• **Excerpted passage**
Online violence: the new frontline

Online violence has become the new frontline in journalism safety – and women journalists sit at the epicentre of risk, according to a recent report by UNESCO that shows 73% of survey respondents identifying as women said they had experienced online violence.

Networked misogyny and gaslighting threaten women journalists severely and disproportionately. Threats of sexual violence and murder are frequent and sometimes extended to their families.

Threats of physical violence (identified by 25% of survey respondents) including death threats, and sexual violence (identified by 18%) plagued the women journalists. And these threats radiated: 13% of survey respondents and many interviewees said they had received threats of violence against those close to them, including children and infants.

This phenomenon is also bound up with the rise of viral disinformation, digital conspiracy networks and political polarisation.

The psychological, physical, professional, and digital safety and security impacts associated with this escalating freedom of expression and gender equality crisis are overlapping, converging and frequently inseparable. They are also increasingly spilling offline, sometimes with devastating consequences.

• **Data records**
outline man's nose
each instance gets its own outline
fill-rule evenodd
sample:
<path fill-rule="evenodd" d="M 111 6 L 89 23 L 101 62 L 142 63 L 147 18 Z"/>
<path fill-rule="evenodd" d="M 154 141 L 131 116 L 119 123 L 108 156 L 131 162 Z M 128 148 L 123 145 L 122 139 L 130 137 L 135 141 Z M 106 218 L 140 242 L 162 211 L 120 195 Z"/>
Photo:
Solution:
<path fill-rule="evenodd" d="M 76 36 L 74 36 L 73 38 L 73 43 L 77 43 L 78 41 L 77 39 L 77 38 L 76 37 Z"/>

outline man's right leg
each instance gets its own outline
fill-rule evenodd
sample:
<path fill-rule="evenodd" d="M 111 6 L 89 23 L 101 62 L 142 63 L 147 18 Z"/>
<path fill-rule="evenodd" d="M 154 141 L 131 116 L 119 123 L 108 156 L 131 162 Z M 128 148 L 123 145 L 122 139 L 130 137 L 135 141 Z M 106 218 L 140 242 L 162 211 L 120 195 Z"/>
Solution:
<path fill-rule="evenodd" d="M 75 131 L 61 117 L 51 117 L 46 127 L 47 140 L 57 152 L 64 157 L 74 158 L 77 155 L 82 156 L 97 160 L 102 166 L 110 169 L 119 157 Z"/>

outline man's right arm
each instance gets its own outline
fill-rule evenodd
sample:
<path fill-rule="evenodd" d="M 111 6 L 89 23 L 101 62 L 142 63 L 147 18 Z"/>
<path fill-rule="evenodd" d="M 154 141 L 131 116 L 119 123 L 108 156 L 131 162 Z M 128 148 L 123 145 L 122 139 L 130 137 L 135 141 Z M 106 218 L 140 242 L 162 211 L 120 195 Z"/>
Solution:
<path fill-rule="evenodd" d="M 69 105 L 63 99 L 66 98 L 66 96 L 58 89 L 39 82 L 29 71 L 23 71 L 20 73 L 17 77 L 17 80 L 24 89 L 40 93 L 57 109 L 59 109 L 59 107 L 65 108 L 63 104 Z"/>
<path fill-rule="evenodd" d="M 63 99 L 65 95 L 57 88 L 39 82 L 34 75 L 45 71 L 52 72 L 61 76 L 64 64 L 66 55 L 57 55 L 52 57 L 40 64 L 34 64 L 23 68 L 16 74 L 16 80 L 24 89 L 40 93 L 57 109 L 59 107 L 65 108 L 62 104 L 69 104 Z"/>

• **Tasks to perform**
1 - In the piece on online violence against women journalists, what share of survey respondents identified threats of sexual violence?
2 - Reproduce the piece on online violence against women journalists from "Threats of physical" to "and political polarisation.".
3 - The piece on online violence against women journalists says the threats against them "radiated." What does it give as the basis for that claim?

• **Per-task outputs**
1 - 18%

2 -
Threats of physical violence (identified by 25% of survey respondents) including death threats, and sexual violence (identified by 18%) plagued the women journalists. And these threats radiated: 13% of survey respondents and many interviewees said they had received threats of violence against those close to them, including children and infants.

This phenomenon is also bound up with the rise of viral disinformation, digital conspiracy networks and political polarisation.

3 - 13% of survey respondents and many interviewees said they had received threats of violence against people close to them, including children and infants.